§ **Quoted text**

In that case the judge held that the clause was fair and reasonable and that the seed merchants were entitled to rely upon it.

Our present case is very much on the borderline. There is this to be said in favour of the seed merchants. The price of this cabbage seed was small: £192. The damages claimed are high: £61,000. But there is this to be said on the other side. The clause was not negotiated between persons of equal bargaining power. It was inserted by the seed merchants in their invoices without any negotiation with the farmers. To this I would add that the seed merchants rarely, if ever, invoked the clause. Their very frank director said:

‘The trade does not stand upon the strict letter of the clause … Almost invariably when a customer justifiably complains, the trade pays something more than a refund.’

The papers contain many illustrations where the clause was not invoked and a settlement was reached.

Next, I would point out that the buyers had no opportunity at all of knowing or discovering that the seed was not cabbage seed: whereas the sellers could and should have known that it was the wrong seed altogether. The buyers were not covered by insurance against the risk. Nor could they insure. But as to the seed merchants, the judge said [1981] 1 Lloyd’s Rep. 476, 480:

‘I am entirely satisfied that it is possible for seedsmen to insure against this risk. I am entirely satisfied that the cost of so doing would not materially raise the price of seeds on the market. I am entirely satisfied that the protection of this clause for the purposes of protecting against the very rare case indeed, such as the present, is not reasonably required. If and in so far as it may be necessary to consider the matter, I am also satisfied that it is possible for seedsmen to test seeds before putting them onto the market.’

To that I would add this further point. Such a mistake as this could not have happened without serious negligence on the part of the seed merchants themselves or their Dutch suppliers. So serious that it would not be fair to enable them to escape responsibility for it.

In all the circumstances I am of opinion that it would not be fair or reasonable to allow the seed merchants to rely on the clause to limit their liability.

I would dismiss the appeal accordingly.

(Dataset records on where objects are located)
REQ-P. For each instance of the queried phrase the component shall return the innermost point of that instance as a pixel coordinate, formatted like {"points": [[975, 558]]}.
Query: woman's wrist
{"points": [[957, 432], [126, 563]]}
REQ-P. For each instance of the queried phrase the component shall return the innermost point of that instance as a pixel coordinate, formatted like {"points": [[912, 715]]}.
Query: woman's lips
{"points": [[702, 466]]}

§ **Set problem A**
List every matter the judge quoted in the judgment excerpt says he is satisfied of, in the order given.
§ **Set problem B**
Answer these questions from the judgment excerpt, one answer per line with the same marks:
(i) What was the price of the cabbage seed?
(ii) How much was claimed in damages?
(iii) What does the writer say he would do with the appeal?
§ **Set problem C**
State whether each statement agrees with the judgment excerpt. Give yes or no, and quote the words that decide it.
(i) The clause was negotiated between parties of equal bargaining power.
(ii) The buyers were covered by insurance against the risk.
(iii) The seed merchants seldom invoked the clause.

§ **Task answer A**
1. It is possible for seedsmen to insure against this risk.
2. The cost of so doing would not materially raise the price of seeds on the market.
3. The protection of this clause for the purposes of protecting against the very rare case indeed, such as the present, is not reasonably required.
4. It is possible for seedsmen to test seeds before putting them onto the market.

§ **Task answer B**
(i) £192
(ii) £61,000
(iii) Dismiss it

§ **Task answer C**
(i) No: "The clause was not negotiated between persons of equal bargaining power."
(ii) No: "The buyers were not covered by insurance against the risk."
(iii) Yes: "the seed merchants rarely, if ever, invoked the clause."